Exercise requirements:
Beneath this line is the data. Output exactly the lines from the line with "target | small wooden bowl" to the line with "point | a marker on each instance of the fresh", both ends included, and nothing more.

[Referring expression data]
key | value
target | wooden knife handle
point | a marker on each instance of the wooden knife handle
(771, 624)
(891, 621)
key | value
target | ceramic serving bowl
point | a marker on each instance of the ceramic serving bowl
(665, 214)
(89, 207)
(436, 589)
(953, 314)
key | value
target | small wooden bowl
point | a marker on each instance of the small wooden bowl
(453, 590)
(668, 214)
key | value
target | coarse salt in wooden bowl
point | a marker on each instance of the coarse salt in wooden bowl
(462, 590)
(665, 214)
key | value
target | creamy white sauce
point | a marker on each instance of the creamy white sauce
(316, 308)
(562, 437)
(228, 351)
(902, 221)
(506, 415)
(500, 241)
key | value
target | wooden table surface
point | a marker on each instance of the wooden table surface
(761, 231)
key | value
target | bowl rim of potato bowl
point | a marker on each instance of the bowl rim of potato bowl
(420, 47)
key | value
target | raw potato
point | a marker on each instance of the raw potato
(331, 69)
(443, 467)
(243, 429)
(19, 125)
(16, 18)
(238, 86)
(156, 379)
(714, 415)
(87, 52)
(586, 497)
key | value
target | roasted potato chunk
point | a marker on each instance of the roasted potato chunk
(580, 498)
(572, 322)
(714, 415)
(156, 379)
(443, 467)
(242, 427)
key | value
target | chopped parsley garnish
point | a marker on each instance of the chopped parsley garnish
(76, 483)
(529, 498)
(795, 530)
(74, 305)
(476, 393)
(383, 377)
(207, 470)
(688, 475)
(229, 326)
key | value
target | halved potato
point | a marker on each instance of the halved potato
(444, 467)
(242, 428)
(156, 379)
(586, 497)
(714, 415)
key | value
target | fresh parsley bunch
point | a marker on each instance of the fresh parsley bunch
* * *
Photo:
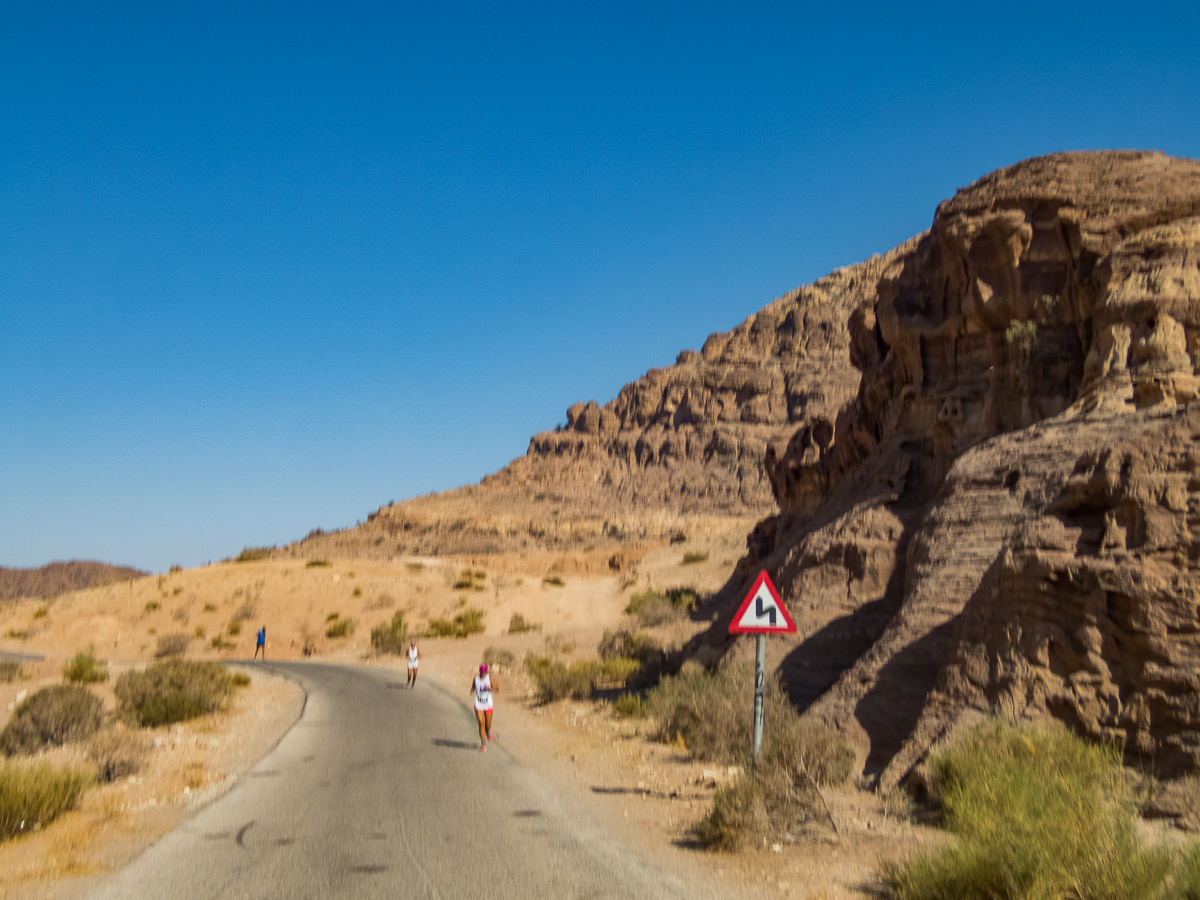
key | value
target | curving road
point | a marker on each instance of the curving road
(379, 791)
==
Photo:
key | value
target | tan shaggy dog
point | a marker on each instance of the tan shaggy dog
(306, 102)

Exercise solution:
target | small wooden bowl
point | a marker on each instance of the small wooden bowl
(453, 590)
(668, 214)
key | value
target | coarse salt in wooden bowl
point | a marker on each instance of the coarse salt in wooden bowl
(462, 590)
(665, 214)
key | value
target | creamy white sauce
point | a marker on each instance of the creamy white sauce
(316, 308)
(562, 437)
(228, 351)
(902, 221)
(506, 415)
(500, 241)
key | value
target | wooden table surface
point | a marker on each instance of the wooden table surface
(761, 231)
key | value
target | bowl rim of potato bowl
point | a marker on each instance of the bowl rim of potato bowl
(420, 47)
key | value
target | raw potato
point | a marker on each instance of the raw potato
(331, 69)
(443, 467)
(243, 429)
(19, 125)
(16, 18)
(238, 86)
(156, 379)
(714, 415)
(87, 52)
(586, 497)
key | value
target | roasted potato chunk
point | a marker on each instance of the roasted potato chunk
(580, 498)
(572, 322)
(714, 415)
(156, 379)
(443, 467)
(242, 427)
key | value
target | chopped parsley garnish
point | a marker on each instance of the chopped parsley garnish
(76, 483)
(529, 498)
(795, 530)
(74, 305)
(476, 393)
(383, 377)
(207, 470)
(688, 475)
(229, 326)
key | value
target | halved potato
point | a marker on each instance of the halved potato
(444, 467)
(242, 428)
(156, 379)
(586, 497)
(714, 415)
key | value
target | fresh parsley bunch
point | a marker on each instance of the fresh parsley bunch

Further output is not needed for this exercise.